(Problem requirements):
Convert the material from the line with "Practice. Point out each instance of the black sunglasses" to the line with "pixel 91 313" into a JSON list of strings, one string per line, leaving out any blank lines.

(Supplied records):
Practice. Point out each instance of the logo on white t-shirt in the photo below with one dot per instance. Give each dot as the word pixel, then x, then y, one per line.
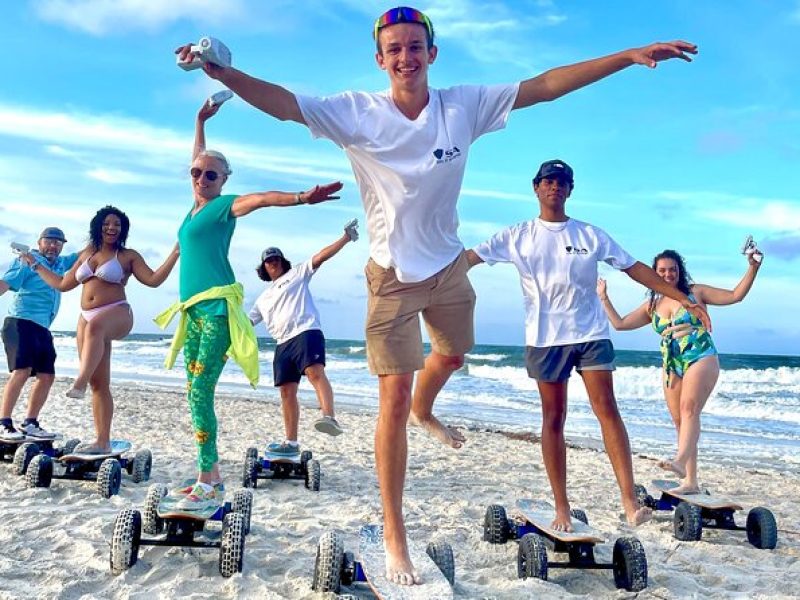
pixel 573 250
pixel 445 156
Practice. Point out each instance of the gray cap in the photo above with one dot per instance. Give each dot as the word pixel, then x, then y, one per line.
pixel 271 252
pixel 53 233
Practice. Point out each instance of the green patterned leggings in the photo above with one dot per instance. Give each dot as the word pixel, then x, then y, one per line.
pixel 207 341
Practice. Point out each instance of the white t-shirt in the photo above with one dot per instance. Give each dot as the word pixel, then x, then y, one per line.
pixel 410 172
pixel 557 264
pixel 286 306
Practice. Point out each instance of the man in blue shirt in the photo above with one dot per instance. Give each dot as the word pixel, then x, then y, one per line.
pixel 26 334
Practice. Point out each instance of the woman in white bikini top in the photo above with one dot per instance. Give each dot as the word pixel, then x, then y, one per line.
pixel 103 268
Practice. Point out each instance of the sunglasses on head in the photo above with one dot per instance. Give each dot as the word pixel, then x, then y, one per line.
pixel 402 14
pixel 197 173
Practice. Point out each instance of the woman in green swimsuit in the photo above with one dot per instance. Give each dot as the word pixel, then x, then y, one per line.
pixel 691 365
pixel 213 324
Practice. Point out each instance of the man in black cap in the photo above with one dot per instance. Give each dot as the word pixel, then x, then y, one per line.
pixel 566 328
pixel 26 334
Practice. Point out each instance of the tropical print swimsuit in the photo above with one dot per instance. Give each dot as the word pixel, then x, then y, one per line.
pixel 684 341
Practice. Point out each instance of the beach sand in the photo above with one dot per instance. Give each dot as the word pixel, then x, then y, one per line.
pixel 54 543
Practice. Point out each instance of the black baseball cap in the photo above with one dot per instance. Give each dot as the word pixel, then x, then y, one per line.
pixel 554 168
pixel 53 233
pixel 271 252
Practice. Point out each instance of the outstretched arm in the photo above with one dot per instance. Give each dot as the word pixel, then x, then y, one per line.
pixel 557 82
pixel 633 320
pixel 246 204
pixel 146 275
pixel 203 115
pixel 649 278
pixel 268 97
pixel 350 235
pixel 721 297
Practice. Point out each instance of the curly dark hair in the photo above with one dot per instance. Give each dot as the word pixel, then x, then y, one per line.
pixel 261 271
pixel 685 282
pixel 96 227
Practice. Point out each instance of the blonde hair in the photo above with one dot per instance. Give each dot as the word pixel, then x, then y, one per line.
pixel 219 156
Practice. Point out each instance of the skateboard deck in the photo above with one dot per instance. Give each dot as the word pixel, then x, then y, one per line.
pixel 541 514
pixel 118 447
pixel 434 586
pixel 702 500
pixel 169 506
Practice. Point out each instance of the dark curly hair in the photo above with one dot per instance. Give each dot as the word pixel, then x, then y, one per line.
pixel 685 282
pixel 96 227
pixel 261 271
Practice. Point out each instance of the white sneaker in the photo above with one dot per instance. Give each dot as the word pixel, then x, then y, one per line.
pixel 35 431
pixel 9 434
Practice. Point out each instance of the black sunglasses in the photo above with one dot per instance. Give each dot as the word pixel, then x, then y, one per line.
pixel 196 173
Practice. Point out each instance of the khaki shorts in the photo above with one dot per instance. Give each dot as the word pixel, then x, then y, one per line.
pixel 394 340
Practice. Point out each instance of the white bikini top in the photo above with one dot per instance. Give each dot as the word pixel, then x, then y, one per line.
pixel 110 271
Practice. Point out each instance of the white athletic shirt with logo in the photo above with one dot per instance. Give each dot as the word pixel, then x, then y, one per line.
pixel 286 306
pixel 557 264
pixel 410 172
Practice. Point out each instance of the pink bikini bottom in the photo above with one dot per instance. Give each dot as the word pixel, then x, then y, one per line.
pixel 91 313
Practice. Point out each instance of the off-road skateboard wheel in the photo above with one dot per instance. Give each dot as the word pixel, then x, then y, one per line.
pixel 442 554
pixel 495 525
pixel 231 549
pixel 762 530
pixel 532 557
pixel 630 564
pixel 109 478
pixel 125 540
pixel 151 522
pixel 40 471
pixel 23 456
pixel 328 563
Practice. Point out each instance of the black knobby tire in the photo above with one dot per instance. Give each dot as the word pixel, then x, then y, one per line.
pixel 40 471
pixel 142 465
pixel 69 446
pixel 23 456
pixel 125 540
pixel 532 557
pixel 109 478
pixel 328 563
pixel 442 554
pixel 495 525
pixel 313 475
pixel 630 564
pixel 250 472
pixel 762 530
pixel 152 524
pixel 231 549
pixel 688 522
pixel 580 514
pixel 243 504
pixel 642 497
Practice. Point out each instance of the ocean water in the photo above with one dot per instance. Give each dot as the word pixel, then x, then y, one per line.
pixel 752 419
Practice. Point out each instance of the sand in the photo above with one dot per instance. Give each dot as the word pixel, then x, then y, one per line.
pixel 55 542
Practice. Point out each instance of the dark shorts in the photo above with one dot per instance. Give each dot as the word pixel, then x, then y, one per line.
pixel 554 363
pixel 28 346
pixel 292 358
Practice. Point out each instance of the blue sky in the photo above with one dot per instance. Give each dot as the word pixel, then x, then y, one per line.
pixel 688 156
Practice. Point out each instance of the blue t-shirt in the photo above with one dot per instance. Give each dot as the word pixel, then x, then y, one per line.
pixel 35 300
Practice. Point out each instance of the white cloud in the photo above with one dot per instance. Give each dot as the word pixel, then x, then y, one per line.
pixel 102 17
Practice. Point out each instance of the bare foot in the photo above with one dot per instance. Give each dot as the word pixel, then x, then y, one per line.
pixel 638 516
pixel 674 466
pixel 399 568
pixel 449 436
pixel 562 522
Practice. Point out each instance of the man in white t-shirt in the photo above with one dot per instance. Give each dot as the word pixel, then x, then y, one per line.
pixel 288 311
pixel 408 148
pixel 566 328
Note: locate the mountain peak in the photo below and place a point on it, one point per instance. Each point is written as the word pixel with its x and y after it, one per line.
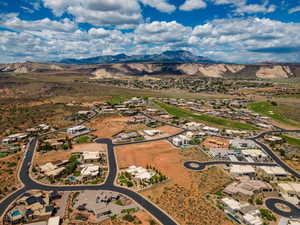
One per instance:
pixel 170 56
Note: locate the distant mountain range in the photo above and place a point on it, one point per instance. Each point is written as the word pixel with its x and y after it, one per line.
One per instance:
pixel 179 56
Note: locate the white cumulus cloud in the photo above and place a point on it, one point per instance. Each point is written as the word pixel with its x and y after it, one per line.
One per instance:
pixel 190 5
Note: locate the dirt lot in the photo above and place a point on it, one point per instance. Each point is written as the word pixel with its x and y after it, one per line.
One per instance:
pixel 169 129
pixel 183 196
pixel 8 174
pixel 106 127
pixel 52 156
pixel 142 216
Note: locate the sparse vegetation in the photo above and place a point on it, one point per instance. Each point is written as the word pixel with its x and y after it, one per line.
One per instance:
pixel 183 113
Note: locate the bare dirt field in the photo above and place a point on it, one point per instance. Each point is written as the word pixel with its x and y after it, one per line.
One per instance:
pixel 183 195
pixel 106 127
pixel 8 174
pixel 294 164
pixel 169 129
pixel 61 155
pixel 141 215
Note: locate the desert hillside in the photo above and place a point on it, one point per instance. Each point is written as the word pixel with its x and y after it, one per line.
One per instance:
pixel 217 70
pixel 125 70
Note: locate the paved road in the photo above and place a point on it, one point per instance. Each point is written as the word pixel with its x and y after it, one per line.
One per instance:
pixel 30 184
pixel 108 185
pixel 195 165
pixel 293 212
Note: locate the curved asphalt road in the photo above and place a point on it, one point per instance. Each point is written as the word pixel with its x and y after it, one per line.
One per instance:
pixel 292 213
pixel 195 165
pixel 30 184
pixel 108 185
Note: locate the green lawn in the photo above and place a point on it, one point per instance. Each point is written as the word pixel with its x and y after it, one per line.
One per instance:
pixel 267 109
pixel 183 113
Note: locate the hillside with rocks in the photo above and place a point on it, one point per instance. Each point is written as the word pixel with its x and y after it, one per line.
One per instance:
pixel 128 70
pixel 215 70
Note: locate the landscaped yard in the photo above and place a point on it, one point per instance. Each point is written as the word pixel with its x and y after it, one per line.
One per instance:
pixel 183 113
pixel 271 110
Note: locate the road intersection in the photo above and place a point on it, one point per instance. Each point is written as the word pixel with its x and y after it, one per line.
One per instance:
pixel 109 184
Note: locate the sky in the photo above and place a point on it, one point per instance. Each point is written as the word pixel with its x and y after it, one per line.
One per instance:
pixel 237 31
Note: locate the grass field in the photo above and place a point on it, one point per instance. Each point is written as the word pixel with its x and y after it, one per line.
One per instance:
pixel 182 113
pixel 272 111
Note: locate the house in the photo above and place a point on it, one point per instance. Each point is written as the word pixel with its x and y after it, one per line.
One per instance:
pixel 272 171
pixel 242 170
pixel 232 205
pixel 181 140
pixel 90 170
pixel 77 130
pixel 90 157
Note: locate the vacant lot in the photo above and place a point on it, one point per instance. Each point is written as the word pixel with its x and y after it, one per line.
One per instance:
pixel 277 111
pixel 169 129
pixel 8 174
pixel 183 195
pixel 15 117
pixel 61 155
pixel 183 113
pixel 108 126
pixel 143 217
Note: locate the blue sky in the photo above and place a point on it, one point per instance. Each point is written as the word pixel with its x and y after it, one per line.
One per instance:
pixel 240 31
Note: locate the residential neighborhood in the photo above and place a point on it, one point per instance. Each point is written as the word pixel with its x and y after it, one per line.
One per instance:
pixel 77 156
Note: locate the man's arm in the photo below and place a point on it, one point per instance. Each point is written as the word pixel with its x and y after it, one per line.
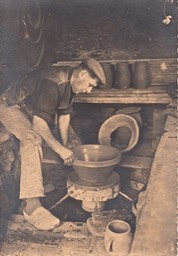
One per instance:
pixel 42 128
pixel 63 126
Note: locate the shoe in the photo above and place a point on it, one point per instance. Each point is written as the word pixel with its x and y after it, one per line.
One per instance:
pixel 42 219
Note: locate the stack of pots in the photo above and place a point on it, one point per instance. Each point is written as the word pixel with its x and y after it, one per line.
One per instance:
pixel 124 75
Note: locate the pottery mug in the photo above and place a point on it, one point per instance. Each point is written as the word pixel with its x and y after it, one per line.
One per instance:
pixel 118 238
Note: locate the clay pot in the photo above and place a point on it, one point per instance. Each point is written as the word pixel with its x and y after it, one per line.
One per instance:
pixel 95 163
pixel 108 70
pixel 118 238
pixel 120 131
pixel 140 75
pixel 122 75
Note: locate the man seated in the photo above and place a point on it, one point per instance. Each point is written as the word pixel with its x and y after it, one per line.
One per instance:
pixel 26 110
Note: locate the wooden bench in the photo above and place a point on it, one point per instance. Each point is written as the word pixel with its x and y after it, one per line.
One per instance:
pixel 162 72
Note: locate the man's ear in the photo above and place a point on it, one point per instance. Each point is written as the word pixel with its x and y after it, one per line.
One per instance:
pixel 83 73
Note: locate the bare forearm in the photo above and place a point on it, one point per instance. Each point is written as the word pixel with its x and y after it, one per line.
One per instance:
pixel 42 128
pixel 63 125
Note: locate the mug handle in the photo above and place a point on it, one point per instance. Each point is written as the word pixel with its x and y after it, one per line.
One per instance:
pixel 109 245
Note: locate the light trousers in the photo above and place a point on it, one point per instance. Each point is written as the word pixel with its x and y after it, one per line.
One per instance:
pixel 16 122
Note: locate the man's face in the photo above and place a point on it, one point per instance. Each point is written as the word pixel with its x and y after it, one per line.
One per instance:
pixel 84 82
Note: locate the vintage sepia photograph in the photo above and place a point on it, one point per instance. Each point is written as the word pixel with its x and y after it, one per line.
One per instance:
pixel 88 127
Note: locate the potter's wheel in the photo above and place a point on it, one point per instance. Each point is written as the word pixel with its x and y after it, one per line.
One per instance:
pixel 93 195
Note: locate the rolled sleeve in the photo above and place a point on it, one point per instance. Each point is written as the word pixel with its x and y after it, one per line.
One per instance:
pixel 46 100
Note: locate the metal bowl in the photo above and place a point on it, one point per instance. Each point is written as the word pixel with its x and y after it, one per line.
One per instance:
pixel 95 163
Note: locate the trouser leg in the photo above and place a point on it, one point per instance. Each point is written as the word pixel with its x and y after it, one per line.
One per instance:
pixel 31 180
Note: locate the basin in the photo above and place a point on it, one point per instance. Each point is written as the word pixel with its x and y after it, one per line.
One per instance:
pixel 95 163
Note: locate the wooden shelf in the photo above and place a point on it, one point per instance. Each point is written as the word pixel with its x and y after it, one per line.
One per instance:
pixel 150 95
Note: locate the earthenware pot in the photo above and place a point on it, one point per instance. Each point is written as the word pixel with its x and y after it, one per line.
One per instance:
pixel 118 238
pixel 122 75
pixel 140 75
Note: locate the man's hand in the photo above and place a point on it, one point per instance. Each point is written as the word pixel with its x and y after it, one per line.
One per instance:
pixel 67 155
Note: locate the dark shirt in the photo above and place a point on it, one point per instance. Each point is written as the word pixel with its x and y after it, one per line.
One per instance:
pixel 44 92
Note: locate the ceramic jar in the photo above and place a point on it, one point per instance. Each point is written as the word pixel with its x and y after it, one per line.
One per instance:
pixel 140 75
pixel 118 238
pixel 122 75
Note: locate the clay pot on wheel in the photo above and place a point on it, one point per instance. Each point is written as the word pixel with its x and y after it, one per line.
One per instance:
pixel 128 130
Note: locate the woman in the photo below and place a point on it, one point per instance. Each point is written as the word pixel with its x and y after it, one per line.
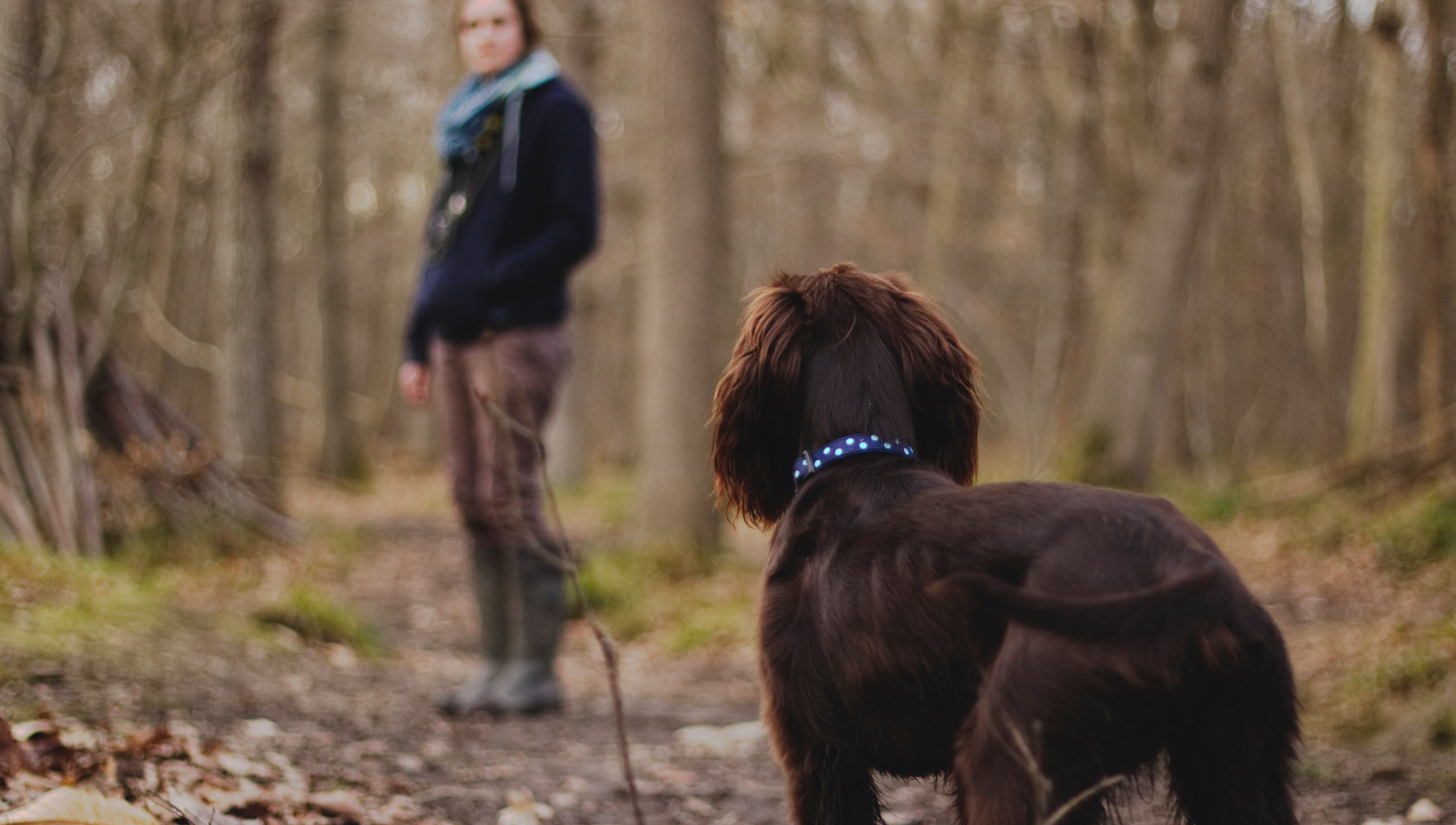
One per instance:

(Response to the exercise):
[
  "Practice. Point out each instance of the black sunglasses in the photo above with one dot per instance. Give each dot as the word pixel, then x, then y, one per line.",
  "pixel 196 173",
  "Practice. Point out each instance of the khaki shorts in the photo above with one dot per instance. Give each dot as the word pixel, then x, then y, one per line.",
  "pixel 394 340",
  "Practice. Point out each instance of the white bikini top in the photo above with one dot per instance. Give each dot as the word pixel, then x, then y, one per line.",
  "pixel 110 271",
  "Practice. Point out each instance of the white athletic shirt with logo in the photo above with one dot per instance. Give each dot as the word pixel, then x, then y, one per line.",
  "pixel 286 306",
  "pixel 557 264",
  "pixel 410 172",
  "Practice. Point out each instance of the pink bikini bottom in the photo above with one dot per instance. Give each dot as the word pixel, then x, then y, one per line.",
  "pixel 91 313"
]